• **WORK TO BE COMPLETED**
Repeat all of the data below word for word, but leave out the picture.

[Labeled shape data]
---
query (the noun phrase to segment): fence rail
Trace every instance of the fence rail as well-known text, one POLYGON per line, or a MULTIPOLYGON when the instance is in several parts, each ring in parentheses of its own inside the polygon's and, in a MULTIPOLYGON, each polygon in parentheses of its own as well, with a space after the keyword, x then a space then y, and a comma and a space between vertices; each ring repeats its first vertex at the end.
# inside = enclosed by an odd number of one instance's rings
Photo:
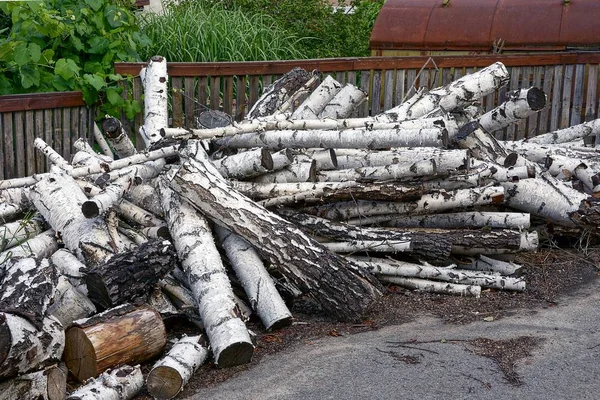
POLYGON ((93 136, 93 122, 81 92, 0 96, 0 179, 47 171, 45 157, 33 148, 37 137, 69 159, 75 140, 93 136))
MULTIPOLYGON (((595 119, 598 111, 599 52, 496 54, 477 56, 368 57, 344 59, 169 63, 172 126, 195 127, 195 117, 206 109, 218 109, 241 120, 256 102, 262 88, 294 67, 317 70, 341 83, 365 90, 368 103, 358 116, 375 115, 414 93, 415 87, 433 88, 496 61, 506 65, 510 83, 483 99, 491 110, 509 90, 538 86, 548 95, 542 112, 516 126, 498 132, 500 139, 521 139, 595 119)), ((116 72, 135 76, 127 92, 142 99, 139 72, 143 63, 117 63, 116 72)), ((129 129, 137 132, 141 116, 129 129)))

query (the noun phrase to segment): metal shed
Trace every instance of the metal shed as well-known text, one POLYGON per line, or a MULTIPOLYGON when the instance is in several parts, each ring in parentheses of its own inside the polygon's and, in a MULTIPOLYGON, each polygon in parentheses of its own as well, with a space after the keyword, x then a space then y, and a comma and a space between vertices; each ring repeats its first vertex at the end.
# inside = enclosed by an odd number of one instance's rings
POLYGON ((376 56, 599 50, 600 0, 387 0, 376 56))

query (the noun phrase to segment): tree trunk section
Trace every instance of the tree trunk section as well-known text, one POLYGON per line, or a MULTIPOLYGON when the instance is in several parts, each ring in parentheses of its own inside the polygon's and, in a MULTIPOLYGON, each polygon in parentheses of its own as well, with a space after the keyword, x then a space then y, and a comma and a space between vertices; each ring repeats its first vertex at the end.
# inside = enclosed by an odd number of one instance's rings
POLYGON ((108 368, 158 356, 167 341, 160 314, 125 304, 73 322, 66 331, 64 360, 80 382, 108 368))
---
• **SOLUTION TO THIS EXERCISE**
query (the noun phrase to segment): fence rail
Trace every instance of the fence rail as well-known text, one POLYGON per line, or a MULTIPOLYGON when the instance is in several parts, each ring in parentheses of its own inside the polygon's and, in a MULTIPOLYGON, each polygon in parentheses of its own as well, with a space after the keyword, x then a space then y, and a comma and a space between vertices; each ring repeats its first vertex at the end.
# inside = enclosed by an odd number of one instance's rings
Photo:
POLYGON ((93 136, 93 122, 81 92, 0 96, 0 179, 47 171, 45 157, 33 148, 37 137, 69 159, 75 140, 93 136))
MULTIPOLYGON (((595 119, 598 111, 599 52, 496 54, 477 56, 368 57, 344 59, 169 63, 172 126, 195 127, 195 117, 206 109, 218 109, 241 120, 256 102, 262 88, 294 67, 317 70, 341 83, 365 90, 368 103, 358 116, 375 115, 414 93, 415 87, 433 88, 496 61, 506 65, 510 83, 483 99, 491 110, 509 90, 538 86, 548 95, 542 112, 516 126, 498 132, 500 139, 521 139, 595 119)), ((116 72, 135 76, 127 92, 142 99, 139 72, 143 63, 117 63, 116 72)), ((129 129, 137 132, 141 116, 129 129)))

query (the noun phrase to segment): metal shed
Trace every instance of the metal shed as well-known text, one POLYGON per line, or a MULTIPOLYGON when the instance is in several parts, each ring in parentheses of its own inside the polygon's and, in a MULTIPOLYGON, each polygon in parentheses of its own as well, with a space after the keyword, x then a space then y, and a comma and a space between vertices; each ring repeats its first vertex at the end.
# inside = enclosed by an odd number of one instance's rings
POLYGON ((376 56, 599 50, 600 0, 387 0, 376 56))

query (the noun phrase to segment): tree trunk section
Trace every instance of the tree trunk section as well-known text, one POLYGON per line, or a MULTIPOLYGON when the instance is in several parts, each ring in parentheses of its own inside the polygon's and, in a MULTIPOLYGON, each polygon in parentheses of its own as well, with a space after the keyword, x then a space then y, and a comma and a space between vertices; each ring repeats its first vertex at the end.
# inside = enclosed by an odd number of one instance's rings
POLYGON ((108 368, 158 356, 167 341, 160 314, 125 304, 73 322, 66 331, 64 360, 80 382, 108 368))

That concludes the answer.